— EXCERPT TO READ —
※ ※ ※

XSS isn't about executing other people's code, it is about performing commands that you shouldn't be performing. There are a ton of instances in the pass where cross application communications have lead to privilege escalation in the same way that XSS does.
It depends on the attack surface. However, something like WebBlueTooth has only one-click/tap authorization protecting it at best against software that is already downloaded and executing. Mis-taps/clicks are trivial. You do not have that with a new application that a website wants you to download. You also tend not to have installed software updated without your consent after you first obtained it (with the trend to use Javascript to add functionality to iOS apps being the glaring exception), but websites can be updated at any time, by both the web developer and by black hats who hack into it.
Also, a malicious party usually cannot inject code into an installed app. Injecting it into a webpage you visit is far easier. Ad/tracking networks have been used for that. There is the possibility of a MITM attack if all parts of the page are not protected by HTTPS. There is also the potential for cross site scripting.
The web is not a place where I would want access to everything an installed application can access to be possible by design.
If you are uncomfortable that any given site will be properly secured you can always deny them the permissions just as you would decline to install their app, except that the website can offer you a degraded experience, where the uninstalled app will offer you nothing.
If you are going through an app store, the app has been vetted. If that misses something and it is later found, it gets pulled. There is the possibility that you will never encounter the bad app by virtue of being one of the ones who would have installed it using it after it was pulled. On iOS, there is the possibility of signature revocation providing protection to disable it after it is downloaded. With a website, there is no such protection.
Plus, web servers are rarely patched and often exploited. Anyone who allows a website to use WebBluetooth effectively opens themselves to the poor security practices of the other end. Even without that risk, there is also the risk that an ad/tracking network is not used in a cross site scripting attack to gain access.

※ ※ ※

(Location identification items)
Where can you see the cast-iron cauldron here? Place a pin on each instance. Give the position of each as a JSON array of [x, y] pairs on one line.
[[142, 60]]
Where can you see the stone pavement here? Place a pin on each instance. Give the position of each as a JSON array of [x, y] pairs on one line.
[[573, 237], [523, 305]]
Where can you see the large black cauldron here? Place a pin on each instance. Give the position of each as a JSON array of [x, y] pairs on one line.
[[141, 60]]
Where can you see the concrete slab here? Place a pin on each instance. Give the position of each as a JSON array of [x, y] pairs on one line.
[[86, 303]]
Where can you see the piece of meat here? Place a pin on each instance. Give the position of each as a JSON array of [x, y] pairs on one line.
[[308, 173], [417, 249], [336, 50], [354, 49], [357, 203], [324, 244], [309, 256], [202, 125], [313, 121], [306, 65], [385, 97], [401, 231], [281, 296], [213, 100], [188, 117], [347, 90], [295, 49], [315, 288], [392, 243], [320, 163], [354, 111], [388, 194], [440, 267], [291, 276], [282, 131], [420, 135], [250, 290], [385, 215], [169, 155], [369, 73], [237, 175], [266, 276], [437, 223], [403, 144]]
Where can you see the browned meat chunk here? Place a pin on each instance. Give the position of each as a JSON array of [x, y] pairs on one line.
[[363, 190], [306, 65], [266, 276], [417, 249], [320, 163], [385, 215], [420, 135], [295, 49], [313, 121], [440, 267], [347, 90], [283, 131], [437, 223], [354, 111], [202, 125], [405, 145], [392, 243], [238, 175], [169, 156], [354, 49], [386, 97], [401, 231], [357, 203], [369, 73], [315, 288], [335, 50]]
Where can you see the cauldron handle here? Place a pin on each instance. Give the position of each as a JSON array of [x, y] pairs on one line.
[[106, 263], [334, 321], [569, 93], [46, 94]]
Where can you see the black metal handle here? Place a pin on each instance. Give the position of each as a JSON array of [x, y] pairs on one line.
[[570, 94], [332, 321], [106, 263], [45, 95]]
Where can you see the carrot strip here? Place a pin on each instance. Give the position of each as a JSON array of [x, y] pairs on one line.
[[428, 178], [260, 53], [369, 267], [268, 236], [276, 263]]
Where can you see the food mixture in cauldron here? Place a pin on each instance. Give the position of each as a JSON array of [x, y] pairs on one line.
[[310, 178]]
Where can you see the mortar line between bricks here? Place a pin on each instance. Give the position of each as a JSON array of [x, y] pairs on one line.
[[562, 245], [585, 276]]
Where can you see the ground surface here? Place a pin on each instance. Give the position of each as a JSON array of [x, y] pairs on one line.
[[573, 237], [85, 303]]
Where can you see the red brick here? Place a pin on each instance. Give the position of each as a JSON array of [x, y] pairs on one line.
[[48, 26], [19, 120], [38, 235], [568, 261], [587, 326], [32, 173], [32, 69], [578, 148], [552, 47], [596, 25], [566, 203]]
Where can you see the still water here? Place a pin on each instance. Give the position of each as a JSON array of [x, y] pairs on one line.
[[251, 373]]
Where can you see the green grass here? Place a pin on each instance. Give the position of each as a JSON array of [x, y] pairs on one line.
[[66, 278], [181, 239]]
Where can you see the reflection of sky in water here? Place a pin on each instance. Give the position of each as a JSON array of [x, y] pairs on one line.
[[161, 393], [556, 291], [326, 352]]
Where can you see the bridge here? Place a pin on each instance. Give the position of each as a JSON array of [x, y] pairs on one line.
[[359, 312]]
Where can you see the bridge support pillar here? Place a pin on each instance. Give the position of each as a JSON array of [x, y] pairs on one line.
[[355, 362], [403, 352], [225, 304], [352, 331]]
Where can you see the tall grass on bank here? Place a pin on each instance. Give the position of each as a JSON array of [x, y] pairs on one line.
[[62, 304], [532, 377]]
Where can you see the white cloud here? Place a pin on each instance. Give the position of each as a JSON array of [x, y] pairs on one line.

※ ※ ※

— TASKS TO PERFORM —
a) Do the following statements agree with the web security discussion? Answer yes or no for each, quoting the words from the discussion that decide it.
(i) A malicious party can usually inject code into an installed app.
(ii) Websites can be updated at any time by both the web developer and black hats.
(iii) Web servers are patched frequently.
b) Could you rewrite the web security discussion from "If you are uncomfortable" to "offer you nothing.", switching "degraded experience" to "limited experience"?

— ANSWERS BY TASK —
a)
(i) No: "a malicious party usually cannot inject code into an installed app."
(ii) Yes: "websites can be updated at any time, by both the web developer and by black hats who hack into it."
(iii) No: "web servers are rarely patched and often exploited."

b)
If you are uncomfortable that any given site will be properly secured you can always deny them the permissions just as you would decline to install their app, except that the website can offer you a limited experience, where the uninstalled app will offer you nothing.